- **Objectif visé**
Recopiez le passage de l'extrait sur Ric Hochet situé entre « Cinq années après » et « ses 90 ans ! », bornes incluses, en substituant « enquêteur » à « détective ».

- **Extrait**

Cinq années après le décès de Tibet, l’un des plus prolifiques et aimables auteurs de bande dessinée, Le Lombard a décidé de prolonger sa série Ric Hochet, l’une des préférées des lecteurs du Journal Tintin et qui avait toujours maintenu ses chiffres de vente au cours des années.
Ce sont Zidrou & Van Liemt qui reprennent le flambeau avec un nouvel album, 60 ans après la création de ce jeune détective par Tibet & AP Duchâteau. Un beau cadeau d’anniversaire, car le gentleman-scénariste vient de fêter ses 90 ans !
On le sait, Zidrou n’est pas vraiment consensuel. Et ces scénarios sont justement intéressants car ils détonnent du paysage par trop conservateur de la production actuelle. Sa reprise de Chlorophylle mêlait avec brio ingrédients de la série traditionnelle, parodie et des clins d’œil très modernes. Il en est de même pour la première des Nouvelles Enquêtes de Ric Hochet (le nom officiel de la série), qui débute par R.I.P., Ric !.
Back to the Sixties, la modernité en prime
D’entrée de jeu, la couverture donne le ton : la célèbre veste en tweed indémodable permet d’identifier le « jeune » détective, même si sa tête a un peu bougé. L’image laisse croire qu’une (nouvelle) usurpation d’identité va se dérouler : le suspense est lancé, avec, si l’on en croit le titre, un conclusion funeste pour notre héros.
Le lecteur averti remarque un célèbre logo à l’arrière-plan : celui du Caméléon, le premier des adversaires de Ric Hochet [1], et qu’il ré-affronta trois ans plus tard dans L’Ombre de Caméléon.
Zidrou & Van Liemt ont décidé de revenir dans le passé, dans ce cas à la fin des années 1960. « Notre Ric démarre exactement entre « Alias Ric Hochet » et « Les Cinq Revenants », en 1968, explique Zidrou. C’était vraiment le bon âge, le mien et celui de Ric. »
L’aventure débute sur les chapeaux de roue : en rentrant un soir chez lui, Ric Hochet est surpris par un homme embusqué…qui l’abat sans sommation ! Cet homme, c’est le Caméléon. Il vient de consacrer les deux années qui ont suivi son évasion à se métamorphoser en Ric Hochet : chirurgie esthétique, sport intensif, entraînement à la conduite,... Le lendemain, c’est à un pseudo-Ric Hochet aux réactions très surprenantes qu’ont affaire Bourdon, Nadine... Mais aussi les criminels.

Données issues d'un jeu d'annotation par points:
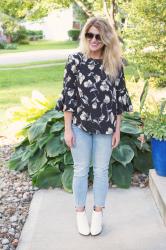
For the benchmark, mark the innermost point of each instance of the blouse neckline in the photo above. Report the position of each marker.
(92, 59)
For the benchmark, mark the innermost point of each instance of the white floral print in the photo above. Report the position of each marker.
(93, 98)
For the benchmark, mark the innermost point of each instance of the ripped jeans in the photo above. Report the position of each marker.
(95, 147)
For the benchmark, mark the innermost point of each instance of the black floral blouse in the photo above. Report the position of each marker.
(93, 98)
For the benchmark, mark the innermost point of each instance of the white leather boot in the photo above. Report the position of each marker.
(96, 222)
(82, 223)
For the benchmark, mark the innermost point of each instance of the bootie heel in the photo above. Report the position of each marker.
(82, 223)
(96, 222)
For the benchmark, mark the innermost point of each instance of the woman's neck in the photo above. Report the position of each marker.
(95, 54)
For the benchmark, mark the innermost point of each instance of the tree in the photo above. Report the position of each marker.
(144, 33)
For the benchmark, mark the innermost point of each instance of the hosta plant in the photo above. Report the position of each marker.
(48, 160)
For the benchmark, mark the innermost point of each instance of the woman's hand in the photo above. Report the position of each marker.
(69, 137)
(115, 139)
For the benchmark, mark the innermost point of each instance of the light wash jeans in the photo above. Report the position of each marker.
(95, 147)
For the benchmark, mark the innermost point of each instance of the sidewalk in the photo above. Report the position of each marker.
(34, 56)
(131, 222)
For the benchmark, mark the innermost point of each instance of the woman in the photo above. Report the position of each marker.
(93, 98)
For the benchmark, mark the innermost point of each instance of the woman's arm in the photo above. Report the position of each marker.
(68, 133)
(116, 134)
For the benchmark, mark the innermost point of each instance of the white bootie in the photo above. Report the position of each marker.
(82, 223)
(96, 222)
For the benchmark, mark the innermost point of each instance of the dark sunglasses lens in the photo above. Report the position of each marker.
(91, 35)
(98, 37)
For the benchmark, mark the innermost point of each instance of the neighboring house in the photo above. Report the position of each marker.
(55, 26)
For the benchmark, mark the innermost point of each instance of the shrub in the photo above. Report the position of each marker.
(2, 44)
(19, 35)
(24, 41)
(45, 155)
(74, 34)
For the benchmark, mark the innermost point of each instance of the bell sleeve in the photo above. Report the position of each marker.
(67, 100)
(123, 101)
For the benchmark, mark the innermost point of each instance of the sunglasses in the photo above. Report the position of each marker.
(90, 36)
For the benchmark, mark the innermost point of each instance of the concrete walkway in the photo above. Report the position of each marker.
(34, 56)
(131, 222)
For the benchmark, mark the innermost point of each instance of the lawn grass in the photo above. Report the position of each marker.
(42, 45)
(21, 82)
(20, 65)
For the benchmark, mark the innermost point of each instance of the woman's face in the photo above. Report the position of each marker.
(94, 39)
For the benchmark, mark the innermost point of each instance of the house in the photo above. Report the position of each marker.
(55, 26)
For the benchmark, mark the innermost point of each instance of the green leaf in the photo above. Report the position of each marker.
(37, 129)
(67, 178)
(123, 154)
(53, 114)
(55, 147)
(44, 139)
(122, 176)
(36, 162)
(17, 164)
(56, 127)
(129, 128)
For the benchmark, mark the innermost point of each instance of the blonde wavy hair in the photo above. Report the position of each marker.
(111, 53)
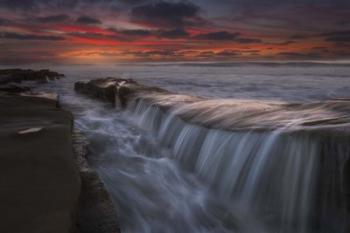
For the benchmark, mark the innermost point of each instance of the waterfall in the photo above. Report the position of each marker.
(291, 180)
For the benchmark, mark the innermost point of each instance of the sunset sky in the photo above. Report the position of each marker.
(82, 31)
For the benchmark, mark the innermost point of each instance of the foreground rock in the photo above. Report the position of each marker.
(96, 211)
(20, 75)
(40, 184)
(320, 128)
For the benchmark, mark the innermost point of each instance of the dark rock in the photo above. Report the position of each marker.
(39, 180)
(114, 90)
(96, 211)
(19, 75)
(104, 89)
(11, 88)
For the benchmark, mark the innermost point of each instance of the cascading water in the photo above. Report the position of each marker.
(273, 176)
(169, 175)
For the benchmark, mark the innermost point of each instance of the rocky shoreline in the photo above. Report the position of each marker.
(327, 123)
(47, 185)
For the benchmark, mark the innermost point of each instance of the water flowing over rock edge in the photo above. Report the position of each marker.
(312, 172)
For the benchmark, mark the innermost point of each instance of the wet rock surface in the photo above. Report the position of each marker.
(20, 75)
(45, 185)
(327, 123)
(40, 185)
(96, 211)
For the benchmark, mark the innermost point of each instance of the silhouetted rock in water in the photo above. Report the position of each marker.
(19, 75)
(11, 88)
(46, 187)
(314, 139)
(104, 89)
(96, 211)
(40, 184)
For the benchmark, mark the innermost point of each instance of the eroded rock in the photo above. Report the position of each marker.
(20, 75)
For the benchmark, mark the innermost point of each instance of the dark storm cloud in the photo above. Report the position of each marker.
(151, 53)
(136, 32)
(247, 40)
(163, 13)
(133, 2)
(87, 20)
(4, 21)
(172, 34)
(17, 36)
(221, 35)
(300, 55)
(226, 36)
(228, 53)
(337, 36)
(52, 19)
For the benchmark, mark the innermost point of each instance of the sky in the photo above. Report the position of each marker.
(103, 31)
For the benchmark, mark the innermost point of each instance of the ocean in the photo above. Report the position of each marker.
(231, 187)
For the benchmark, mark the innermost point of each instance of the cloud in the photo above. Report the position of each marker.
(221, 35)
(247, 40)
(163, 13)
(228, 53)
(226, 36)
(53, 19)
(152, 53)
(17, 36)
(87, 20)
(337, 36)
(300, 55)
(136, 32)
(173, 34)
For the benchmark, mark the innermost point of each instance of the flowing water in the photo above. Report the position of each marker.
(166, 175)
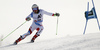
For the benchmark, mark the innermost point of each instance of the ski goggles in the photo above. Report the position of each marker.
(34, 8)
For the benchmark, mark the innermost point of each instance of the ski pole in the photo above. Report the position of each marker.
(57, 26)
(13, 31)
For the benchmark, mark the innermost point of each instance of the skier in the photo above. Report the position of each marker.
(37, 15)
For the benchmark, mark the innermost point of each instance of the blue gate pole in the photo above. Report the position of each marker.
(98, 23)
(85, 27)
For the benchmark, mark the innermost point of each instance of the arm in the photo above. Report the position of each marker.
(28, 18)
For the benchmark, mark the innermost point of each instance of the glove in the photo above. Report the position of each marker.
(28, 19)
(57, 14)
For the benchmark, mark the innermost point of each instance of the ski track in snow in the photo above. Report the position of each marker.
(79, 42)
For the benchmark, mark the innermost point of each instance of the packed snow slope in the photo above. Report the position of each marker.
(80, 42)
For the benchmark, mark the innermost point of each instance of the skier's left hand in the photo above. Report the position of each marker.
(57, 14)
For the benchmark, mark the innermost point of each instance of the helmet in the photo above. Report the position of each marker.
(34, 6)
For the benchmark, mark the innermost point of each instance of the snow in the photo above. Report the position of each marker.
(89, 41)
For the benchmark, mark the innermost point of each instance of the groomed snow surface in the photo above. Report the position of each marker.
(80, 42)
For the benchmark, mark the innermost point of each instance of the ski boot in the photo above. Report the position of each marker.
(34, 37)
(18, 40)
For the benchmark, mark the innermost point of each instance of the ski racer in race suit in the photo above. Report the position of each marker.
(37, 15)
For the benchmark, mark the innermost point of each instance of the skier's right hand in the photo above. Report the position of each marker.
(28, 19)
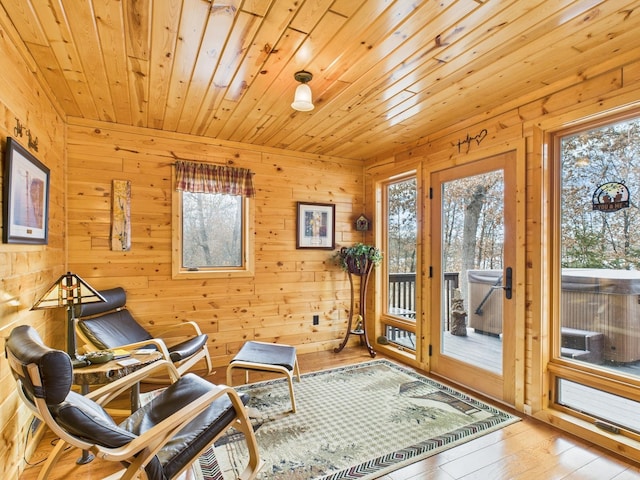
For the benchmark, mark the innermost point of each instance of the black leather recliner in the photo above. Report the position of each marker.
(163, 437)
(108, 325)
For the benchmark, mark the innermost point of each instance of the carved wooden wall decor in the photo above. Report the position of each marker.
(121, 215)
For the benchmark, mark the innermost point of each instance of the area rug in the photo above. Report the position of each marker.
(356, 422)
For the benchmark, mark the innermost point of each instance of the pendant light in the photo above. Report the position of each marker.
(302, 100)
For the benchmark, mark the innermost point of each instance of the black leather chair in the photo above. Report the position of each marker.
(163, 438)
(108, 325)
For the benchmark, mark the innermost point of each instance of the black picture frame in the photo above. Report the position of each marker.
(25, 198)
(316, 225)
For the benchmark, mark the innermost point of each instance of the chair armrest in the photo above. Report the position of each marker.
(158, 342)
(155, 438)
(169, 329)
(104, 394)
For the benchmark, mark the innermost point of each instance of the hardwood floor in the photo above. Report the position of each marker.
(527, 449)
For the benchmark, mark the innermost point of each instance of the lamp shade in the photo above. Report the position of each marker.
(67, 291)
(302, 100)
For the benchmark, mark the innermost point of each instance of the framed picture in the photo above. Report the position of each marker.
(316, 224)
(25, 197)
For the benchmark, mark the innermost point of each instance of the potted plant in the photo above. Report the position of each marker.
(357, 258)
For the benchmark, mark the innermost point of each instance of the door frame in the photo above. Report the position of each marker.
(510, 387)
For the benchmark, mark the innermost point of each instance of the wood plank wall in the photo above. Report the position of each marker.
(290, 285)
(525, 120)
(27, 270)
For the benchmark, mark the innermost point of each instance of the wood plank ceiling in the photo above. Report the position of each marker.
(385, 73)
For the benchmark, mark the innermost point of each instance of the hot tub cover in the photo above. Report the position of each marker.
(606, 281)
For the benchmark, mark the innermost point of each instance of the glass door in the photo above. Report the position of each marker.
(473, 313)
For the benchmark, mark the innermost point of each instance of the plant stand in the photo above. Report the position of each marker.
(360, 267)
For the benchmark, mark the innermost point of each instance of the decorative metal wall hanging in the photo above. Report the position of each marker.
(610, 197)
(478, 139)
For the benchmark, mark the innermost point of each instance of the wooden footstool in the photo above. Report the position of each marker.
(267, 357)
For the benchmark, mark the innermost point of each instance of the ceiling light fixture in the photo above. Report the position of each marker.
(302, 100)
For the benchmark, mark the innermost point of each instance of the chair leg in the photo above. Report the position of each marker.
(291, 394)
(243, 424)
(52, 459)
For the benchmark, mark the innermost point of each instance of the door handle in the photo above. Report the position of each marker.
(508, 279)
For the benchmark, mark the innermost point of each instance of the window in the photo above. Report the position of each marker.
(596, 351)
(400, 257)
(212, 235)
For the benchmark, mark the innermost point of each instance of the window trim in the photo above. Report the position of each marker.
(248, 264)
(556, 366)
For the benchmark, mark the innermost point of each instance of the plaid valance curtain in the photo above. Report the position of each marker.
(207, 178)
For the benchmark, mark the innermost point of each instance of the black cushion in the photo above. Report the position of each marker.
(267, 354)
(87, 420)
(187, 348)
(113, 330)
(187, 444)
(55, 368)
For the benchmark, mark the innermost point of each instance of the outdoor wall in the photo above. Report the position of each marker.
(290, 285)
(27, 270)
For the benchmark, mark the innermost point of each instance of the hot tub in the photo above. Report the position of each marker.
(604, 301)
(485, 301)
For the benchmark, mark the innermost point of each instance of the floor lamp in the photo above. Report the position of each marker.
(69, 291)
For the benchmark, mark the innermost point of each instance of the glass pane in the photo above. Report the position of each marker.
(401, 248)
(472, 262)
(613, 409)
(211, 230)
(600, 235)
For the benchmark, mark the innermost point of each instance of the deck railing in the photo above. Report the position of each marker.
(402, 293)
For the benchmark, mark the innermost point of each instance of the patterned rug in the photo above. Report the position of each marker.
(356, 422)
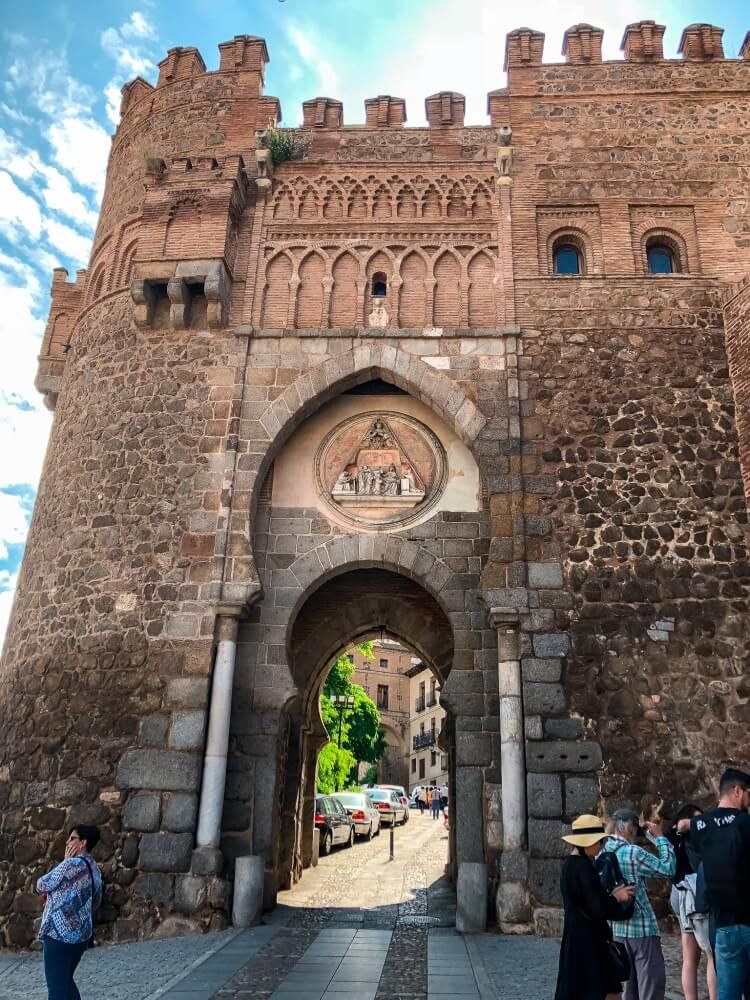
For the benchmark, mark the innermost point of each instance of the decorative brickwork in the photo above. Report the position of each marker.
(578, 578)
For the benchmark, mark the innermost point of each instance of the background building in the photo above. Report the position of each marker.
(384, 680)
(428, 764)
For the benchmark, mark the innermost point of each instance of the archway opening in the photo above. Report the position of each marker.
(413, 640)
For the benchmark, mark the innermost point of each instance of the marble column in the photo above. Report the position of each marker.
(512, 898)
(217, 743)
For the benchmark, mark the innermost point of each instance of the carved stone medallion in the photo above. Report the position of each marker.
(381, 468)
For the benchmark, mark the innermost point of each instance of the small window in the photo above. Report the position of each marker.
(566, 259)
(660, 259)
(379, 285)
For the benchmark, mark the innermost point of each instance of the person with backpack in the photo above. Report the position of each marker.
(590, 966)
(693, 924)
(71, 891)
(720, 839)
(640, 933)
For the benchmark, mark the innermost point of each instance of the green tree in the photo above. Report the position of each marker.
(362, 739)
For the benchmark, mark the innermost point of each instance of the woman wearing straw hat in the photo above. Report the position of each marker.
(587, 971)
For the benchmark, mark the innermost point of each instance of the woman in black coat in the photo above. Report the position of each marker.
(585, 971)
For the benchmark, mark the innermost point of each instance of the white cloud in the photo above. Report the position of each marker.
(138, 26)
(81, 147)
(19, 212)
(70, 243)
(128, 46)
(308, 51)
(7, 591)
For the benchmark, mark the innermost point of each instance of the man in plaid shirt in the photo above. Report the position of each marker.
(640, 934)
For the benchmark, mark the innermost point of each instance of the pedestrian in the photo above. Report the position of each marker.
(693, 925)
(587, 970)
(435, 802)
(72, 891)
(720, 839)
(640, 934)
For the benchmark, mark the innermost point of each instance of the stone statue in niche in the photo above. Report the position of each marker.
(378, 318)
(380, 469)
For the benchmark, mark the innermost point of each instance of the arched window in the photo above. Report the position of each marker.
(660, 259)
(566, 258)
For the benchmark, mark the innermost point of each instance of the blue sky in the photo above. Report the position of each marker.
(61, 68)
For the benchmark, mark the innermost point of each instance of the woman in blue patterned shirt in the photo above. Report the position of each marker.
(72, 891)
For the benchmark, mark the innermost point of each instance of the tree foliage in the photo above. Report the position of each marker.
(362, 739)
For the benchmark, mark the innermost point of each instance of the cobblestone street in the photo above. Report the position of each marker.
(357, 927)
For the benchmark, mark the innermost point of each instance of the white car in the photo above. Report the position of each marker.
(362, 811)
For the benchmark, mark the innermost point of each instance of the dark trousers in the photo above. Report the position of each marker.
(60, 963)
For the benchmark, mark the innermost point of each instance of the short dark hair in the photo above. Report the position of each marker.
(733, 777)
(88, 833)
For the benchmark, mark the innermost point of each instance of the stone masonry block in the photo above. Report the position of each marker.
(545, 838)
(544, 795)
(141, 811)
(159, 769)
(188, 692)
(180, 813)
(187, 730)
(536, 669)
(166, 852)
(545, 576)
(581, 796)
(546, 756)
(544, 699)
(473, 749)
(551, 644)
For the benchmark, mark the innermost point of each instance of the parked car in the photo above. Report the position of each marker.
(362, 810)
(334, 822)
(388, 803)
(401, 792)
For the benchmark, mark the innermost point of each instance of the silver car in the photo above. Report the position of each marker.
(362, 811)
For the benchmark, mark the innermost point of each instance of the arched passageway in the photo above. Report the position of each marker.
(350, 607)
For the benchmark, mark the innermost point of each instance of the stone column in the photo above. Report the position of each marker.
(217, 744)
(512, 896)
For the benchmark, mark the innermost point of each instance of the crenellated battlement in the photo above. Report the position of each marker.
(247, 56)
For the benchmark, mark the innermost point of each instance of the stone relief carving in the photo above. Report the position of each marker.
(380, 468)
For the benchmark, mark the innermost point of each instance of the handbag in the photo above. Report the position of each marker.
(91, 943)
(619, 960)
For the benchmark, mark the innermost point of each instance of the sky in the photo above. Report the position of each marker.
(63, 62)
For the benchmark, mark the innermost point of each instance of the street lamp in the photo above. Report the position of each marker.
(343, 703)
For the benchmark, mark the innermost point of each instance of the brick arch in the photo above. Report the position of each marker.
(324, 382)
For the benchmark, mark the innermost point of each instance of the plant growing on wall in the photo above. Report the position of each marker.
(284, 145)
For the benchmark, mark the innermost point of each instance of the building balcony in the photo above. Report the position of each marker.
(424, 740)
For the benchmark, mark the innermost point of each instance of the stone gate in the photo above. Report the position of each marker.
(469, 385)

- **Réponse rédigée**
Cinq années après le décès de Tibet, l’un des plus prolifiques et aimables auteurs de bande dessinée, Le Lombard a décidé de prolonger sa série Ric Hochet, l’une des préférées des lecteurs du Journal Tintin et qui avait toujours maintenu ses chiffres de vente au cours des années.
Ce sont Zidrou & Van Liemt qui reprennent le flambeau avec un nouvel album, 60 ans après la création de ce jeune enquêteur par Tibet & AP Duchâteau. Un beau cadeau d’anniversaire, car le gentleman-scénariste vient de fêter ses 90 ans !